Aim of the exercise
Rewrite all the lines of the records below, requests included, with every point coordinate in the answers scaled by 0.25 and rounded to the nearest whole number, halves going up. Leave the pictures out.

Dataset extract
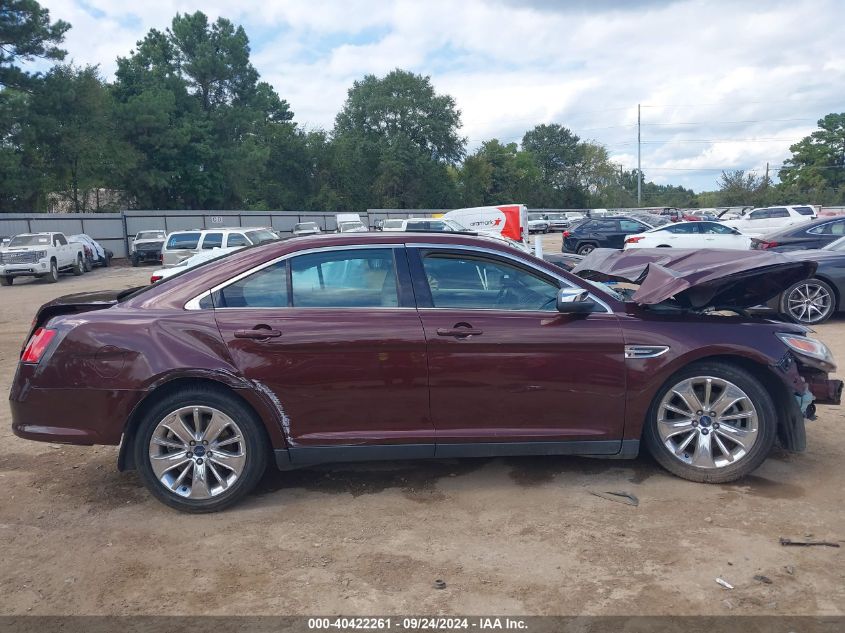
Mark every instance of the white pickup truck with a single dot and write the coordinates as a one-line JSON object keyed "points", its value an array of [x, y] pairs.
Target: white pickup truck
{"points": [[40, 255]]}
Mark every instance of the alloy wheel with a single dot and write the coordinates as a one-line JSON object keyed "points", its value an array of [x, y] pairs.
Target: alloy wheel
{"points": [[707, 422], [809, 303], [197, 452]]}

Written reply
Mark every instance of the white pickup truck with a single dot and write the coordinates as a one-line JSON object keyed "points", its value an array of [x, y] pairs.
Target: white pickup truck
{"points": [[10, 64]]}
Mark every instance of the alloy wheel with a single dot and write the coordinates as a one-line JSON object keyed "points", its value an array of [x, y] pairs.
Target: alloy wheel
{"points": [[177, 106], [202, 76], [49, 113]]}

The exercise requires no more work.